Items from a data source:
************

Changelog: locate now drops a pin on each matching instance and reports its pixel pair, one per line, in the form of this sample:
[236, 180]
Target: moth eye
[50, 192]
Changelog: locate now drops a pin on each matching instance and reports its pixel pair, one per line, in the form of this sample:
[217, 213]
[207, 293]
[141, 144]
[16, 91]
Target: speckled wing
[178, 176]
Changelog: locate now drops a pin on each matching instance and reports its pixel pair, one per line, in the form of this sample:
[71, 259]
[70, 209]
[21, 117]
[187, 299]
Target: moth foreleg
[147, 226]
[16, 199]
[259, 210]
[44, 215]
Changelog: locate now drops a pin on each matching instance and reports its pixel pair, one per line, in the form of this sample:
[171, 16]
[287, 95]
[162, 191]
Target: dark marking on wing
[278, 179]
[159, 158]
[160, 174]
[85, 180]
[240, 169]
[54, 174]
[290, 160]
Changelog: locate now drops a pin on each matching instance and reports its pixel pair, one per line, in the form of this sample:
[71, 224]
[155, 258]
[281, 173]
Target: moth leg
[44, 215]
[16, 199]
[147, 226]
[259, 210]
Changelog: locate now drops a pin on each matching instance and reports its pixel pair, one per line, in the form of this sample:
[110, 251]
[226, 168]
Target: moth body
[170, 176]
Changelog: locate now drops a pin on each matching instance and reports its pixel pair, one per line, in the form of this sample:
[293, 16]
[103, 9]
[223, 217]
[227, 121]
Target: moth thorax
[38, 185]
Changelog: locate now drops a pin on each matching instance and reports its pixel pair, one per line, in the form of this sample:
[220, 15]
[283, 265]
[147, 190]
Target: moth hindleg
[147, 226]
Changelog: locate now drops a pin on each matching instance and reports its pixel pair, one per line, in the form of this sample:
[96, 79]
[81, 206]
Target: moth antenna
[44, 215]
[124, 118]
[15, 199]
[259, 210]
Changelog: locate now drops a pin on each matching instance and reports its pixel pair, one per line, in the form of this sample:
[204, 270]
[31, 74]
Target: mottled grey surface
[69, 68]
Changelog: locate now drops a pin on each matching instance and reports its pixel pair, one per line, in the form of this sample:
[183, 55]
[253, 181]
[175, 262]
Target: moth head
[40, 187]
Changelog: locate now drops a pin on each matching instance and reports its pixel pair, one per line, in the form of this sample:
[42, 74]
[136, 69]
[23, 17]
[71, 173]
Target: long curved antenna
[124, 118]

************

• [Exercise objective]
Each of the records is to be written out again without alteration.

• [Your solution]
Changelog: locate now drops a pin on each matching instance and reports its pixel pair, one per line, in the form of this sample:
[236, 180]
Target: moth eye
[50, 192]
Changelog: locate now drops a pin on each matching instance and reports its pixel pair, one per line, in the form of this sample:
[217, 213]
[207, 293]
[141, 144]
[16, 91]
Target: speckled wing
[178, 176]
Changelog: locate now drops a pin on each matching instance and reports its pixel pair, one per line, in the form of this sample:
[71, 259]
[70, 209]
[21, 117]
[187, 299]
Target: moth foreleg
[147, 226]
[16, 199]
[259, 210]
[44, 215]
Changelog: locate now drops a pin on each matching instance and reports its pixel pair, one per line, in the form of this sample:
[171, 16]
[287, 95]
[162, 191]
Target: dark marking on wing
[278, 179]
[159, 158]
[160, 174]
[85, 180]
[240, 169]
[54, 174]
[290, 160]
Changelog: locate now drops a pin on each matching instance and reports its pixel pair, one per line, in the form of this sample:
[71, 224]
[155, 258]
[281, 173]
Target: moth leg
[44, 215]
[16, 199]
[147, 226]
[259, 210]
Changelog: locate now drops a pin on each matching instance and reports its pixel pair, one per line, in the form of this sample:
[110, 251]
[226, 168]
Target: moth body
[170, 176]
Changelog: locate now drops a pin on each matching instance and reports its pixel pair, one per line, in the form of this sample:
[293, 16]
[103, 9]
[223, 217]
[227, 121]
Target: moth thorax
[38, 185]
Changelog: locate now drops a pin on each matching instance and reports its pixel pair, one per line, in the form of this sample:
[220, 15]
[283, 265]
[147, 190]
Target: moth hindleg
[147, 226]
Changelog: locate now drops a pin on each matching instance and reports its pixel pair, one per line, in the form of this sample:
[96, 79]
[81, 206]
Target: moth antenna
[44, 215]
[124, 118]
[15, 199]
[259, 210]
Changelog: locate now drops a pin on each matching instance and reports its pixel pair, one per line, in the form of this sample:
[204, 270]
[31, 74]
Target: mottled grey surface
[69, 68]
Changelog: locate now drops a pin on each matching instance and reports its pixel pair, one per line, in the form of this sample:
[183, 55]
[253, 181]
[175, 262]
Target: moth head
[40, 187]
Changelog: locate now drops a pin on each matching instance and reports its pixel pair, one per line, in the form of this sample:
[42, 74]
[136, 69]
[23, 17]
[71, 173]
Target: long curved antenna
[124, 118]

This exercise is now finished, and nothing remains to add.